Write out, unchanged, the lines from the one holding "point_to(query) locates a point on each instance of the bus tire" to the close of the listing. Both the first and last lines belong in it.

═════ Data listing

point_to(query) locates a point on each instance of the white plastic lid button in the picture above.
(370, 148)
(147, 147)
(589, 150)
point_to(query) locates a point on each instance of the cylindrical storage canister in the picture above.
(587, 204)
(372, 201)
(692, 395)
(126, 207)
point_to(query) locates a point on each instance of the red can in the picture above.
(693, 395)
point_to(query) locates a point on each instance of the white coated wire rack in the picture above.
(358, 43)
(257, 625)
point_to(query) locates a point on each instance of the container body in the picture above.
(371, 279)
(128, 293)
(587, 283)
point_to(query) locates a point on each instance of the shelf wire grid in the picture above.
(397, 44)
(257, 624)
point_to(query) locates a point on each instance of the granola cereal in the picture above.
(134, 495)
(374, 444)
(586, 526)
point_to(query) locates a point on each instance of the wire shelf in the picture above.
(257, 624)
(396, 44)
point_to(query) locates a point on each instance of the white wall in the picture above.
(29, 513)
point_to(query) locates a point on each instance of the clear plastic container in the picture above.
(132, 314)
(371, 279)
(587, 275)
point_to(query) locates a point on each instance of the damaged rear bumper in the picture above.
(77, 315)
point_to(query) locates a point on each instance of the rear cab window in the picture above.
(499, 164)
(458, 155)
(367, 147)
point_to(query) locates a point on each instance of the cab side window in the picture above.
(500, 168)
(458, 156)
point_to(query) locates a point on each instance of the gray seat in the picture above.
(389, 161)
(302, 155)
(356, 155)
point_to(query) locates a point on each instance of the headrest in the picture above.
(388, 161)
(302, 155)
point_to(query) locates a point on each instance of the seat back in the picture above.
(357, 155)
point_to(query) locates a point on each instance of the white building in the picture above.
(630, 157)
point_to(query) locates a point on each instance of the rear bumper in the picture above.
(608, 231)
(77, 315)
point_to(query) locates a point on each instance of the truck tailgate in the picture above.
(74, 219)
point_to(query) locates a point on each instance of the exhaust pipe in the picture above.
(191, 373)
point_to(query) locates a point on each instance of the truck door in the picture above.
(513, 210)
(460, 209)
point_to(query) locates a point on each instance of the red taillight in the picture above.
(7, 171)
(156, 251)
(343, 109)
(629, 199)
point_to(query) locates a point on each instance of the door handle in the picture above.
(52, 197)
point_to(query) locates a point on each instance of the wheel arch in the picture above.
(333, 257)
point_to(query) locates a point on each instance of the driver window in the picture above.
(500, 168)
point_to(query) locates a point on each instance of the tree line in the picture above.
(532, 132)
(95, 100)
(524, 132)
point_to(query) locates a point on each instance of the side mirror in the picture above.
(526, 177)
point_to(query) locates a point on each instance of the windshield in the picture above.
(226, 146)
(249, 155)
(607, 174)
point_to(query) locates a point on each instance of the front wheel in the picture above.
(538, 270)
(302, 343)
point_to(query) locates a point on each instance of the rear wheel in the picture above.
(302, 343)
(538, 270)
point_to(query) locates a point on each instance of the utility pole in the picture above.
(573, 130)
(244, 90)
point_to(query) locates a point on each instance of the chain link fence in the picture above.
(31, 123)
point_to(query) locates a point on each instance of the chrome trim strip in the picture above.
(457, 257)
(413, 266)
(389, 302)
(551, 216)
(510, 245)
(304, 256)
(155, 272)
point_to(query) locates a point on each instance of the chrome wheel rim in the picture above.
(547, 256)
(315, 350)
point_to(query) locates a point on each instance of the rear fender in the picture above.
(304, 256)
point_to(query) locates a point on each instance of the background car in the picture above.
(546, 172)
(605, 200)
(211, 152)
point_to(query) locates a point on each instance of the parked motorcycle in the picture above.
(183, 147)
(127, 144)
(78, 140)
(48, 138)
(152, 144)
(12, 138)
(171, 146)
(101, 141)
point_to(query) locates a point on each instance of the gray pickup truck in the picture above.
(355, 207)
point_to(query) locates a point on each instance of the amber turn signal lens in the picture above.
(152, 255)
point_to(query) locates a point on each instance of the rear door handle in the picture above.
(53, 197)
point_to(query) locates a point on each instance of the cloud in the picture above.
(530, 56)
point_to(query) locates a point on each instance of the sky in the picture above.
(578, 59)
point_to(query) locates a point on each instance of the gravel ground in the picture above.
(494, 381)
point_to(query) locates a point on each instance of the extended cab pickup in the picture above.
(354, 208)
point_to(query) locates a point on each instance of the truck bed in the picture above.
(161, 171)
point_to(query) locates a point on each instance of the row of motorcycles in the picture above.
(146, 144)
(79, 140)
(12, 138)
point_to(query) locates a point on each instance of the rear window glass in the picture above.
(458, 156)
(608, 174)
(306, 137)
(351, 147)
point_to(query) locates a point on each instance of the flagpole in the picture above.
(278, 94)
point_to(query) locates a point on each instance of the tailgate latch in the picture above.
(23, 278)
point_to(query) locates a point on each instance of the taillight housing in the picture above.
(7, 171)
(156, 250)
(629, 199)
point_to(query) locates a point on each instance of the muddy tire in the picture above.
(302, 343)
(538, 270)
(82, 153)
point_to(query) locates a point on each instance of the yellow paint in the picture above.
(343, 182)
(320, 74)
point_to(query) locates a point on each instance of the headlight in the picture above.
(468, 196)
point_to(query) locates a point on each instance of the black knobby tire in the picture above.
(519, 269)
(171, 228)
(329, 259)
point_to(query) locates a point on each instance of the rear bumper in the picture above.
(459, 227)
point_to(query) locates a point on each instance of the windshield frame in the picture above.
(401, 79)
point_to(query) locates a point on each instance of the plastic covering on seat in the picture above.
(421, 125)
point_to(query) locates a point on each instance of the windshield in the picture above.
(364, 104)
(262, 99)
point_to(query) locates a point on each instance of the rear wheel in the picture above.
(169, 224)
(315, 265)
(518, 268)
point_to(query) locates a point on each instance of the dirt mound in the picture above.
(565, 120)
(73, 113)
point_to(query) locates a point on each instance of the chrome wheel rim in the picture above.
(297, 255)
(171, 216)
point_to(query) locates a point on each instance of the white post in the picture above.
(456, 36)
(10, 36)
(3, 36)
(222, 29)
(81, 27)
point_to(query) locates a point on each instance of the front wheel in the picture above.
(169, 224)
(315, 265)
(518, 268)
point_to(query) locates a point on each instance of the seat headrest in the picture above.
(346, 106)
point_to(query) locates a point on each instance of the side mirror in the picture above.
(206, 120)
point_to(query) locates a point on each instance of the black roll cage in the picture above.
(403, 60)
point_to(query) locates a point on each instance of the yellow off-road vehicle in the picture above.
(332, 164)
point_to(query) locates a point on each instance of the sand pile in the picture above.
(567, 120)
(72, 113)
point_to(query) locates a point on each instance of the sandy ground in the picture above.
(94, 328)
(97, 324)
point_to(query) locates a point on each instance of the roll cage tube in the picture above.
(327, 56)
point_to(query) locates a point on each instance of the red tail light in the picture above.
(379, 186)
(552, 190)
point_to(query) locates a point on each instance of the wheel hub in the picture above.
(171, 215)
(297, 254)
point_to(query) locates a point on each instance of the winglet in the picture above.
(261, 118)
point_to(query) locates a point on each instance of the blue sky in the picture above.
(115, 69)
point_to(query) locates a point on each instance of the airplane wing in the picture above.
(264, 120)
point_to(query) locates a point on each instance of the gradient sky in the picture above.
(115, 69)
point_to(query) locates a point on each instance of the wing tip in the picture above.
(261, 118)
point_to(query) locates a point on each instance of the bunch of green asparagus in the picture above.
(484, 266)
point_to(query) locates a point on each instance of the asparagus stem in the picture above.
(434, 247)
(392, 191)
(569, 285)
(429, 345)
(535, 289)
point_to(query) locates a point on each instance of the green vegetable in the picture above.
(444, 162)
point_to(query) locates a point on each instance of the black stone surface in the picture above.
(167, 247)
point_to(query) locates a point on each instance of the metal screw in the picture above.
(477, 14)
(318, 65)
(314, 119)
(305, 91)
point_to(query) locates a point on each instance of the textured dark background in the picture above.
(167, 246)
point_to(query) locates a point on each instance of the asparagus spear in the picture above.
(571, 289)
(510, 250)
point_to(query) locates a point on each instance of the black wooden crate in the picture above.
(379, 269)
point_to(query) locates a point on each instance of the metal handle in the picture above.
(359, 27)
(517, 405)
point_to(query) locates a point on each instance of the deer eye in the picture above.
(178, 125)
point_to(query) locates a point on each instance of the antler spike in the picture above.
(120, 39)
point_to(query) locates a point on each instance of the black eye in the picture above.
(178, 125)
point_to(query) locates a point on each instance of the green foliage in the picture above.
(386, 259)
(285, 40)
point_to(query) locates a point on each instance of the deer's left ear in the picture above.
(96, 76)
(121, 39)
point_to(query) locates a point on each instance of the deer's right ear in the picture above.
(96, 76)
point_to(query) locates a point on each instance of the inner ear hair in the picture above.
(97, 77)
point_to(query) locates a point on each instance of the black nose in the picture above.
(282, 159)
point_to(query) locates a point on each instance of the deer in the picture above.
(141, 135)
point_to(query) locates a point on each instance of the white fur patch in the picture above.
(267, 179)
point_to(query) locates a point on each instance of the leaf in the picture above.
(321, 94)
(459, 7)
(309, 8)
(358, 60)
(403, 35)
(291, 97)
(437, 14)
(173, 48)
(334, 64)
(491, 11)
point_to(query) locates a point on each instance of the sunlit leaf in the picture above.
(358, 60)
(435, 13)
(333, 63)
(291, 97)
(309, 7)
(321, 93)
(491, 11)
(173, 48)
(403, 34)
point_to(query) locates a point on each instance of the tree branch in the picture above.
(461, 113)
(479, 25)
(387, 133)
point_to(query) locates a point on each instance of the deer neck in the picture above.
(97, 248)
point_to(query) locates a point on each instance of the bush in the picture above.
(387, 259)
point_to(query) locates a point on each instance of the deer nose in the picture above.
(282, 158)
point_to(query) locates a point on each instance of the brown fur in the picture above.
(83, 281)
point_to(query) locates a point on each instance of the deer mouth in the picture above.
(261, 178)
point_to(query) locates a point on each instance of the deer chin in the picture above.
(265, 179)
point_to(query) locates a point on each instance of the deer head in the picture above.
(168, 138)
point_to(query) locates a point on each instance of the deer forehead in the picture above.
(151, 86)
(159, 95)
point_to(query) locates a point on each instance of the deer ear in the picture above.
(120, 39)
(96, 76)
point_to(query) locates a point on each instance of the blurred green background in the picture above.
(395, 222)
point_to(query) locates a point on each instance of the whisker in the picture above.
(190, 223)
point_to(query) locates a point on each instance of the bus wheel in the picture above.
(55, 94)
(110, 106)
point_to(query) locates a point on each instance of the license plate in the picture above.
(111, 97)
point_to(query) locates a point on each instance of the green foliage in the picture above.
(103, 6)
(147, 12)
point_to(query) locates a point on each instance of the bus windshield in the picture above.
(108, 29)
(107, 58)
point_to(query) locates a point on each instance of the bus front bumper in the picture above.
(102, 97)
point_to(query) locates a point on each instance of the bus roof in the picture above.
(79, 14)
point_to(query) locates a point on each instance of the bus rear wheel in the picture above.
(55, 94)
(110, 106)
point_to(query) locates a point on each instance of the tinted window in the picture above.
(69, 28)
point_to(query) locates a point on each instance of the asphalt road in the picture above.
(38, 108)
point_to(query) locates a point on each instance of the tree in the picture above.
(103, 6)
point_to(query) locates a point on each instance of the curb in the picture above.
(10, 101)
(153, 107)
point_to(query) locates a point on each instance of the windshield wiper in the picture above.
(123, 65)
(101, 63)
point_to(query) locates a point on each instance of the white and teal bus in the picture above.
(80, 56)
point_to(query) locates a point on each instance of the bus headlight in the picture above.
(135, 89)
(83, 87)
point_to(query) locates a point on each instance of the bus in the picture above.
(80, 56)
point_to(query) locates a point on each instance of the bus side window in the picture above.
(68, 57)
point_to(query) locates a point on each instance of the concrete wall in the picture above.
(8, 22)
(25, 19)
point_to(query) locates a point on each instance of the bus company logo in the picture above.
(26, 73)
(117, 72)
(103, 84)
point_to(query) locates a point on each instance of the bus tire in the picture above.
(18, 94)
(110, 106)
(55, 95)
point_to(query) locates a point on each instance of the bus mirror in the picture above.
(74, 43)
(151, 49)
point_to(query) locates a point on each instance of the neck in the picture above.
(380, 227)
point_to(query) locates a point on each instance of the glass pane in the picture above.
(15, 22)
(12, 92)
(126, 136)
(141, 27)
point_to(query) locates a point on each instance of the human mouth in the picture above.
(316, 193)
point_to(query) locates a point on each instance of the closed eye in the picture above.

══════════

#### [Solution to the exercise]
point_to(query) locates a point on each instance of the bus tire in the picture above.
(18, 94)
(110, 106)
(55, 95)
point_to(query) locates a point on each instance of the bus mirror in the picture above.
(74, 43)
(151, 49)
point_to(query) locates a point on each instance of the neck in the picture above.
(380, 227)
point_to(query) locates a point on each instance of the glass pane in the picture above.
(15, 22)
(12, 92)
(126, 136)
(141, 27)
point_to(query) locates a point on each instance of the human mouth in the picture above.
(316, 193)
point_to(query) locates a point on each instance of the closed eye in the picture above.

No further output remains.